■ Text passage
Saturday, May 21, 2016

Responding To A Regressive Hysterian On Controversial VA Cemetery Vote

Earlier this week, the US House of Representatives voted on a regressive bill to remove and limit the display of the Dixie Cross banner on the graves of Confederate dead in federal cemeteries controlled by the US Department of Veterans Affairs.

One individual who decided to weigh in on this is a very familiar name to this blogger one Mr. Kevin Levin. 


Uh no, not the character from Ben 10. This guy is a cartoon character in his own right though. Levin is an alleged "educator" at a private school in Boston, Massachussetts, noted Black Conferate Denier, and blogger. 

His noted epic failures at refuting points I made to him in the past, and subsequent actions to try - and fail - to silence me is also one of the reasons this blogger is known in some circles as: The Man Deniers Fear The Most, but that is a tale for another day.

For today, this blogger will refute Mr. Levin's half-brained talking points step as they were written in the following article from the useless Left-wing publication Daily Beast. The rag itself has no comment section for people with opposing viewpoints, so I decided to offer my rebuttal here at my UNCENSORED blog.

Enjoy.

http://www.thedailybeast.com/articles/2016/05/20/confederate-flag-loses-more-hallowed-ground-as-us-house-votes-to-ban-flag-in-va-cemeteries.html

Confederate Flag Loses More Hallowed Ground as US House Votes to Ban Flag in VA Cemeteries

The appropriate title should read:
US House Votes to Support White Supremacist Regressive Idealism By Recognizing Their Wrongful Misuse of the Dixie Cross as Legitimate 

The US House voted this week to ban the Confederate flag at VA graveyards, another step in the remarkable across the board rebuke of a noxious symbol.

Not entirely remarkable when you consider that such wrong-thinking, pro-racist "rebukes" (largely non-issues engineered by anti-Confederate heritage reactionaries) have been going on for close to three decades. 

During the presidential election of 2004, Democratic candidate Howard Dean
Who nobody really remembers, nor cares about. 

told a reporter, “I still want to be the candidate for guys with Confederate flags in their pickup trucks.”
Twelve years later and it is very difficult to envision a presidential candidate appealing to this same demographic with references to the Confederate flag without having to deal with the legacy of slavery and racism.

■ Excerpted records
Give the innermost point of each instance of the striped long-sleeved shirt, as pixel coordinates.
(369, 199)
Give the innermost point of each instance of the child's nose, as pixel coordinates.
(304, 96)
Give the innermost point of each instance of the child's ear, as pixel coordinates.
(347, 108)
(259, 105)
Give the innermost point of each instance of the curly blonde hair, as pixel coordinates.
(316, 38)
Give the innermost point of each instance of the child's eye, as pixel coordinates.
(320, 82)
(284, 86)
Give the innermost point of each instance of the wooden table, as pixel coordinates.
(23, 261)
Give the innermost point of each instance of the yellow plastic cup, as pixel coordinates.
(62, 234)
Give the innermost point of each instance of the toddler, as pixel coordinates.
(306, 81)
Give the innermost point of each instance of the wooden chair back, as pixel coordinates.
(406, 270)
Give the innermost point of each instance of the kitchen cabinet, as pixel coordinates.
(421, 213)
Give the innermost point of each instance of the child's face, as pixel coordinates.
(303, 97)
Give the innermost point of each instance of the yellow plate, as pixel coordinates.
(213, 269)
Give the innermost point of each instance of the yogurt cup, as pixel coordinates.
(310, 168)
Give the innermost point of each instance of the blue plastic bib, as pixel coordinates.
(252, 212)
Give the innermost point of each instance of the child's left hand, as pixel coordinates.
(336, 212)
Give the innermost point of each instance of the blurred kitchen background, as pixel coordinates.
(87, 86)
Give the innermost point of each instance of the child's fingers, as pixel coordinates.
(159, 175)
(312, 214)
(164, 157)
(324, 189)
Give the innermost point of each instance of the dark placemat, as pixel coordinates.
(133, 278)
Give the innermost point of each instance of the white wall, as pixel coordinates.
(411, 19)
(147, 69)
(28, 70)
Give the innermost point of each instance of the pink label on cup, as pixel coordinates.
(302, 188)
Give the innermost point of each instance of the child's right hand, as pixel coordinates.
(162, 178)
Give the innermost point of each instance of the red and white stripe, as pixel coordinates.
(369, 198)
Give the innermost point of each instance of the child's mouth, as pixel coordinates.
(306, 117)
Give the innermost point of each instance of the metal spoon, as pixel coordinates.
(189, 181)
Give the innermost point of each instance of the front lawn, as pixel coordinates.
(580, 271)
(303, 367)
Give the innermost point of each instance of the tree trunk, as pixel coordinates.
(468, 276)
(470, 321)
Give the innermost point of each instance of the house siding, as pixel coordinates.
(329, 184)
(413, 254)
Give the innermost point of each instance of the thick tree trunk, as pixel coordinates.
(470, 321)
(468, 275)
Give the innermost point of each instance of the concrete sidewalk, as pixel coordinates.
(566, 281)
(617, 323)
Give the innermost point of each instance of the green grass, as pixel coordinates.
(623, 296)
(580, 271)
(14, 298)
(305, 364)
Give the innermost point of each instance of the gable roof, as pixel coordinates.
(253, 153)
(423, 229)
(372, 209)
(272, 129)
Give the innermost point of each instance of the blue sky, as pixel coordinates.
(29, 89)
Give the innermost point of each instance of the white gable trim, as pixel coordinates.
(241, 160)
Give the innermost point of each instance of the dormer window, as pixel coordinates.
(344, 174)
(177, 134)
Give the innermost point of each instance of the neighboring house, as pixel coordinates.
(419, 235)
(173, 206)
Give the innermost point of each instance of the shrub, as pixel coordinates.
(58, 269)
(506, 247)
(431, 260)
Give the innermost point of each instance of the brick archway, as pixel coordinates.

■ List of tasks
a) Which government bodies and news outlets does the blog post name?
b) Repeat the part of the blog post starting with "The US House voted" and going on through "to three decades.".
The items have nothing to do with what is asked here.

■ Responses
a)
- US House of Representatives
- US Department of Veterans Affairs
- Daily Beast

b)
The US House voted this week to ban the Confederate flag at VA graveyards, another step in the remarkable across the board rebuke of a noxious symbol.

Not entirely remarkable when you consider that such wrong-thinking, pro-racist "rebukes" (largely non-issues engineered by anti-Confederate heritage reactionaries) have been going on for close to three decades.